▶ **INSTRUCTIONS FOR THE TASK**
Copy the listing from the line containing "[point] at the window pane" through its last line, swapping "finger" for "fingertip" and keeping everything else the same. Leave the pictures out.

▶ **EXERCISE MATERIALS**

※ ※ ※

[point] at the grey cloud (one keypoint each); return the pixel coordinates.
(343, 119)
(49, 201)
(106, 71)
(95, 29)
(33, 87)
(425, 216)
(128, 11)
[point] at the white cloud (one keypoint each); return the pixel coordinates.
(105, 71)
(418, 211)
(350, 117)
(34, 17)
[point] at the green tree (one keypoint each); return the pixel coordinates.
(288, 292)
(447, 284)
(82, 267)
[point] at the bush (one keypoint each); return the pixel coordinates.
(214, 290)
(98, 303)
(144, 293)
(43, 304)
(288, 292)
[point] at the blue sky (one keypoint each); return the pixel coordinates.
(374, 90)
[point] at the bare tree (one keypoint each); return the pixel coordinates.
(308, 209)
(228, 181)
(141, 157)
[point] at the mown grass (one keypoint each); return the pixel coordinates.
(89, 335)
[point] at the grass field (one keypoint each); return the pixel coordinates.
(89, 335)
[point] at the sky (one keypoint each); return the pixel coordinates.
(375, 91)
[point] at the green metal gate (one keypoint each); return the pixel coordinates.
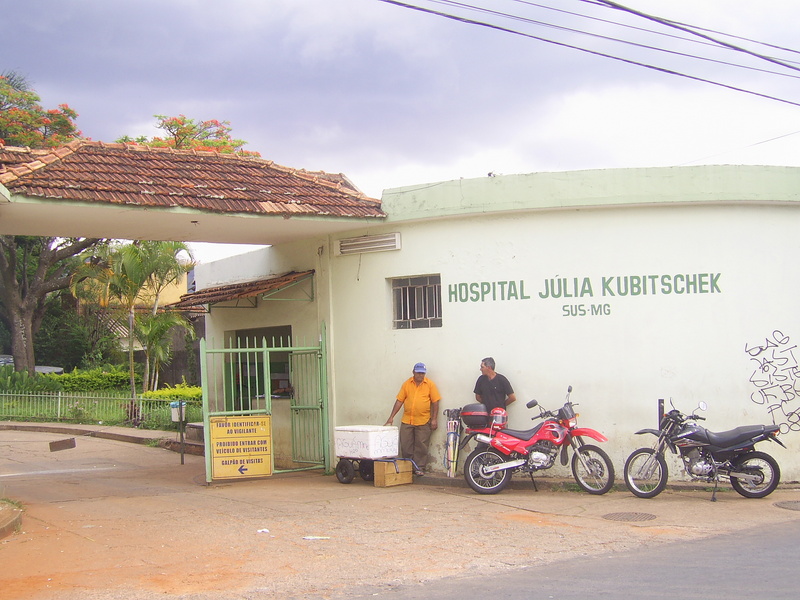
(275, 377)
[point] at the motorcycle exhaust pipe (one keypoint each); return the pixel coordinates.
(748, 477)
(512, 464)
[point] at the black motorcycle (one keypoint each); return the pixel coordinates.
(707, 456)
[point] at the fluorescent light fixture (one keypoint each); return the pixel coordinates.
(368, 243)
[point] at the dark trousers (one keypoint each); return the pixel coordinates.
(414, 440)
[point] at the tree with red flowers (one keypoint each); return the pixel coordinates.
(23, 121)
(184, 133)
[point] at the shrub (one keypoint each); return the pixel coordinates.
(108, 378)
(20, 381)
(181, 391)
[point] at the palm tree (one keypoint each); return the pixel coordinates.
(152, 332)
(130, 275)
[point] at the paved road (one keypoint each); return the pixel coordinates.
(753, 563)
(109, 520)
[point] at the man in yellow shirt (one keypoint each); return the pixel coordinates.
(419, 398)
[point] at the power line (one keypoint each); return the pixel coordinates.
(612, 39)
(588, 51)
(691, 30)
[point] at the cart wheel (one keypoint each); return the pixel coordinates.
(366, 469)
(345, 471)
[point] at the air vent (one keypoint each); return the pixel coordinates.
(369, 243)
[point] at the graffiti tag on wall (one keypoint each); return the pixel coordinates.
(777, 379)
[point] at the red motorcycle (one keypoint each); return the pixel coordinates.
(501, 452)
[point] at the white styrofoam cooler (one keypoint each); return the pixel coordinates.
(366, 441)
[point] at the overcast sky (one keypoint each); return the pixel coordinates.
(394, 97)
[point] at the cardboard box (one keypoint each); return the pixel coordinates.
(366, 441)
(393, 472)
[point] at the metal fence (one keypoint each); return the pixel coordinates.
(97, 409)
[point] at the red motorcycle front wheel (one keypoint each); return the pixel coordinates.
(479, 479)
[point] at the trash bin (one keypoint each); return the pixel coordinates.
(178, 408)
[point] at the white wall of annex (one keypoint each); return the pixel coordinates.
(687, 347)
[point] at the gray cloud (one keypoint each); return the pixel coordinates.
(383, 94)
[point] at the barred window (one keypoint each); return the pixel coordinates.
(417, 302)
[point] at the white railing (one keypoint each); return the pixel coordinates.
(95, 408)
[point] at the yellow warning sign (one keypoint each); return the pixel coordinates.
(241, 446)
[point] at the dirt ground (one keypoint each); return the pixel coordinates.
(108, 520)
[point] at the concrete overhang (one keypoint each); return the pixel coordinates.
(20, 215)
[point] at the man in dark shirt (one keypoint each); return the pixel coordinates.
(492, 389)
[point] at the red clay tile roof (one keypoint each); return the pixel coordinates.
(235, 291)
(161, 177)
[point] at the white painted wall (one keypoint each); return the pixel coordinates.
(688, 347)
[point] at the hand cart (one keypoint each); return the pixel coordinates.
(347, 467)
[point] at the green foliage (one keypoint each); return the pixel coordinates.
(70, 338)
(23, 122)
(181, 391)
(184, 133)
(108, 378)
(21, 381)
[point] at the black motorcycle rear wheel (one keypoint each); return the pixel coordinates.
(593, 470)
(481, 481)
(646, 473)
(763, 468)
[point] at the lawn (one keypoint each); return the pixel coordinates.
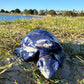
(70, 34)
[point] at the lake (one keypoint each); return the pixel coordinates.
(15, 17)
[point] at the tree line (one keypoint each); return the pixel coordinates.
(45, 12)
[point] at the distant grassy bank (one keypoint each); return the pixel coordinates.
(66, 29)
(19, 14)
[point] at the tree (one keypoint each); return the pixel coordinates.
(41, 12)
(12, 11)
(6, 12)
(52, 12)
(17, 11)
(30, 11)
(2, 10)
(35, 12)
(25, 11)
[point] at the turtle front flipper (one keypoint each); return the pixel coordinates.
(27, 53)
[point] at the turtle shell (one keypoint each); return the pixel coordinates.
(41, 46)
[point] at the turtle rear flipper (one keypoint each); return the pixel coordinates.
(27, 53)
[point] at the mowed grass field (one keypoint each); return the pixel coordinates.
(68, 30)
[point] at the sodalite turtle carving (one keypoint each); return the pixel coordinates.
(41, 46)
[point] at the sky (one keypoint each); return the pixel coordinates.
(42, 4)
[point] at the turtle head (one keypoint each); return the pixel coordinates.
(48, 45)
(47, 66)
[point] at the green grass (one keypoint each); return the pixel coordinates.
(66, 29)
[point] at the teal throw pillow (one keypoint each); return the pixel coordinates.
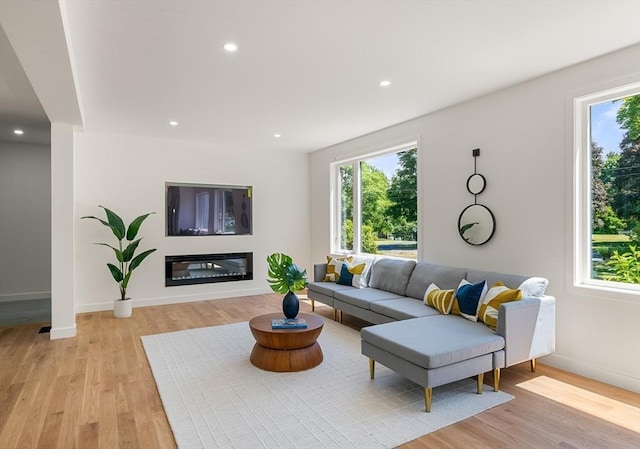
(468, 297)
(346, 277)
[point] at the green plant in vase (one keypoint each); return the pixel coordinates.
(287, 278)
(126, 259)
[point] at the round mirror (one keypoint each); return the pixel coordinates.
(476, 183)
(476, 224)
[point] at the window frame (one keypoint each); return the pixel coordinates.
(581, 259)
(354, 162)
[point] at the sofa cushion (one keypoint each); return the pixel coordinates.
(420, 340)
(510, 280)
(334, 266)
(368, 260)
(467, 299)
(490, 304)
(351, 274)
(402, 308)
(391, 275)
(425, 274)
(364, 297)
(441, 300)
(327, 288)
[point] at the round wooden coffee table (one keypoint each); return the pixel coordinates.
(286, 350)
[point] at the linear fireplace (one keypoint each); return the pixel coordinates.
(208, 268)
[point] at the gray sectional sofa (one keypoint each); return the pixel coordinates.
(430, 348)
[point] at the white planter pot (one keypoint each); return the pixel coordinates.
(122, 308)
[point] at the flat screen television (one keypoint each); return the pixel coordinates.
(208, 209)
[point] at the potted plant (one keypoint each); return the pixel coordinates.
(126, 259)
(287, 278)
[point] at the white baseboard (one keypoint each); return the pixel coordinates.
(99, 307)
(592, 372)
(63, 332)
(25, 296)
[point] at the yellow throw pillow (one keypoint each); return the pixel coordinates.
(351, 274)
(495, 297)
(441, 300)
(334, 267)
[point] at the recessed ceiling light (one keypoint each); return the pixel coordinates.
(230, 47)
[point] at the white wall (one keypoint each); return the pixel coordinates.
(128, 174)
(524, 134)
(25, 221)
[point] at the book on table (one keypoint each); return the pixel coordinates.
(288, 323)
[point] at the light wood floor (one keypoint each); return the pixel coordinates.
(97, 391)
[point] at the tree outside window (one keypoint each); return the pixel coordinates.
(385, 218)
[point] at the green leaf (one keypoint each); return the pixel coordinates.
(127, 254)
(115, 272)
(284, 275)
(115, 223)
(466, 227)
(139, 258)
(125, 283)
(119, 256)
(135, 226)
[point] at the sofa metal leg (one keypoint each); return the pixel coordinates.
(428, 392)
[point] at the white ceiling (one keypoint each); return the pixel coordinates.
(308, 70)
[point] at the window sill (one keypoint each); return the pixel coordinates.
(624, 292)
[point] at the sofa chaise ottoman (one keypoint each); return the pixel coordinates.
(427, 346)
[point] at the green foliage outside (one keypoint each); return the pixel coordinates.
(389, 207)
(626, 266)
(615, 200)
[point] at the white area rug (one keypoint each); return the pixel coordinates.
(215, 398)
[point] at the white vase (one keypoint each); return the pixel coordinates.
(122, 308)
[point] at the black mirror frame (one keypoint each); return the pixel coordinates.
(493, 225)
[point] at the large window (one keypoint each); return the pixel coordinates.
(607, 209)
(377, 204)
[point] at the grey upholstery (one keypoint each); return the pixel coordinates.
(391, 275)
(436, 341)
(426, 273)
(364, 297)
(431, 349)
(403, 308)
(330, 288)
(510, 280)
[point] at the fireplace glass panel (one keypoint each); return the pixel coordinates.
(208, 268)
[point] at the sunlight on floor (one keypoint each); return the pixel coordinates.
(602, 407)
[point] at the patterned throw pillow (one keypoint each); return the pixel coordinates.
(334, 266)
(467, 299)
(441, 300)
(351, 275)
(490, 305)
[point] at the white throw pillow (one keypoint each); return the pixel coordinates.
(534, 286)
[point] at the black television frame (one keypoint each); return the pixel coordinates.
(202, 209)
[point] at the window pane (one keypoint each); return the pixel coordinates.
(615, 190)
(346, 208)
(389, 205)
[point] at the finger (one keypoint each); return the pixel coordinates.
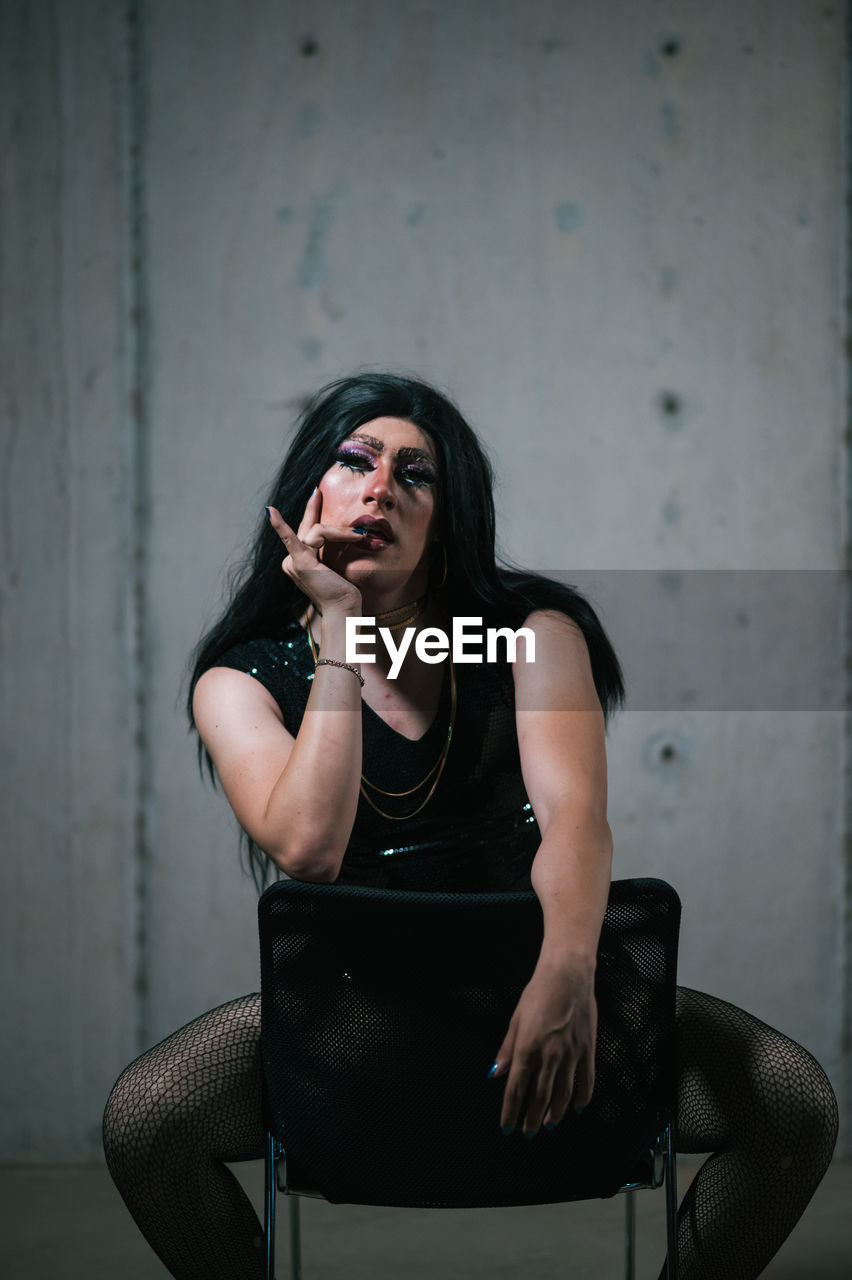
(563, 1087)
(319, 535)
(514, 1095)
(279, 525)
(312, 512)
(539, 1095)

※ ※ ※

▶ **FINISHED TASK**
[point] at the window pane (one keypoint each); return the pixel coordinates.
(615, 190)
(346, 208)
(389, 205)
[point] at the fingertip (one keypoint each); return the pixel coordinates.
(563, 1087)
(319, 535)
(514, 1095)
(279, 525)
(312, 512)
(539, 1095)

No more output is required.